> [SET PROBLEM]: Reproduce the material below verbatim, line for line and in its original order, from the first line through the last.
* START DATASET *
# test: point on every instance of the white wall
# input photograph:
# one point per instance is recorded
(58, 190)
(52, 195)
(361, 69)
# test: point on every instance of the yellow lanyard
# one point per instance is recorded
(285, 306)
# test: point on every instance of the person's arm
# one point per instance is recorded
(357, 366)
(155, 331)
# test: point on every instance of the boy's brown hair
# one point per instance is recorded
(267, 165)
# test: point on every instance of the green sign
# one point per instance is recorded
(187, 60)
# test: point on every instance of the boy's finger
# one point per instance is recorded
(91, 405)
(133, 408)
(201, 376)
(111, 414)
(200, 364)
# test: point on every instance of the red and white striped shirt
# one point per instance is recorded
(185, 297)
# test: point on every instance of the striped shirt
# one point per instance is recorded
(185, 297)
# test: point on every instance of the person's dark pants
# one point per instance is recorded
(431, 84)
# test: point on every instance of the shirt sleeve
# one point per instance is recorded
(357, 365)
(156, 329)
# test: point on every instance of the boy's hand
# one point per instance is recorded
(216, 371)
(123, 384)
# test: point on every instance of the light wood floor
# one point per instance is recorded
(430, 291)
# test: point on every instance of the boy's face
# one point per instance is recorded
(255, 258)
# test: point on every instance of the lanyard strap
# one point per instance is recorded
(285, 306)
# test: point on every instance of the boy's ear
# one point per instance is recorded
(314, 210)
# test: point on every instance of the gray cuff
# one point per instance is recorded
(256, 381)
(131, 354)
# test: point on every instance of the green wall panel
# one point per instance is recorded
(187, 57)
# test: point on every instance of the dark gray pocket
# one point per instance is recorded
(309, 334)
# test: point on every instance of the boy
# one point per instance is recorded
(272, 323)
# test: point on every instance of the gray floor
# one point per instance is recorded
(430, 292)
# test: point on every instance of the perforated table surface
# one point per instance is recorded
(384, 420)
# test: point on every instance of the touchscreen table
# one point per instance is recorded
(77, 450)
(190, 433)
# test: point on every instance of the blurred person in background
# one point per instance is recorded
* END DATASET *
> [FULL SOLUTION]:
# test: point on every instance of the white wall
# input photograph:
# one point per instance is recorded
(58, 190)
(52, 195)
(361, 69)
# test: point on every instance of the yellow lanyard
# one point per instance is recorded
(285, 306)
# test: point on every instance of the person's arm
# one point per instance is recorded
(357, 366)
(155, 331)
# test: point on every instance of the boy's brown hair
# one point per instance is recorded
(267, 165)
# test: point on every instance of the green sign
# one point per instance is recorded
(187, 60)
# test: point on every instance of the boy's finger
# one point per instance is recorded
(91, 405)
(133, 408)
(201, 376)
(111, 414)
(200, 364)
# test: point on every instance of the red and white striped shirt
# one point per instance is recorded
(185, 297)
# test: point on every instance of the striped shirt
# one point per instance is recorded
(185, 297)
# test: point on every instance of the person's dark pants
# one point per instance is recorded
(431, 84)
# test: point on every instance of the shirt sleeve
# one point per instance is recorded
(357, 365)
(156, 329)
# test: point on every instance of the boy's hand
# one point per instance is recorded
(216, 371)
(123, 384)
# test: point on every instance of the light wood floor
# one point per instance is recorded
(430, 291)
# test: point on every instance of the boy's face
# one point per instance is recorded
(255, 258)
# test: point on every instance of the lanyard strap
# one point per instance is recorded
(285, 306)
# test: point on every instance of the boy's ear
# one point per instance is recorded
(314, 210)
# test: point on every instance of the gray cuff
# one point per instance is recorded
(256, 381)
(131, 354)
# test: point on every instance of the green wall panel
# one point per instance is recorded
(187, 57)
# test: point on every instance of the dark gray pocket
# one point per instance is recorded
(309, 334)
# test: point on every instance of the boy
# one point per instance is recorded
(272, 323)
# test: point on every instance of the gray floor
# one point per instance is recorded
(430, 292)
# test: point on every instance of the perforated table surface
# one point per instance is recorded
(384, 420)
# test: point on every instance of the touchscreen table
# one point per instance is recorded
(77, 450)
(190, 433)
# test: point on every instance of the blurred person in background
# one point per instance is recorded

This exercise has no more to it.